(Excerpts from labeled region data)
--- BEGIN ---

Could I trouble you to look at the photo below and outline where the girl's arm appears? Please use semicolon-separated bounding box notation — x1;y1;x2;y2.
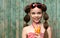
47;27;52;38
22;28;26;38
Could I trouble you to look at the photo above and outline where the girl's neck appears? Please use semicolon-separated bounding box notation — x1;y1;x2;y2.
32;22;41;26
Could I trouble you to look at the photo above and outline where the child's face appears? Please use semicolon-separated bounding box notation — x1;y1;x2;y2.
29;7;42;23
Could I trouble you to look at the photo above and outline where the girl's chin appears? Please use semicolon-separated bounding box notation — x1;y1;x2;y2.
34;21;40;23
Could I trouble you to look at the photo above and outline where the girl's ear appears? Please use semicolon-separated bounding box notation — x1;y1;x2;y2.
28;13;30;16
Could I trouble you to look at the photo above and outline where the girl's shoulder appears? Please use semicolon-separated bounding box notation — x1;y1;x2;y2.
23;25;31;30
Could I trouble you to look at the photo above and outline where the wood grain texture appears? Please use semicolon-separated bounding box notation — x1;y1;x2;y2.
0;0;60;38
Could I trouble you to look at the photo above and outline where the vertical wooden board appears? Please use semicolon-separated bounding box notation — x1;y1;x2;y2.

--- END ---

Render the lines of the listing from the line with "the girl's chin" to the line with "28;13;30;16", both included, as a numbered list with no blank lines.

1. Could I trouble you to look at the photo above and outline where the girl's chin appears? Please use semicolon-separated bounding box notation — x1;y1;x2;y2.
2. 34;21;40;23
3. Could I trouble you to look at the photo above and outline where the girl's ear appears? Please use semicolon-separated bounding box notation — x1;y1;x2;y2.
4. 28;13;30;16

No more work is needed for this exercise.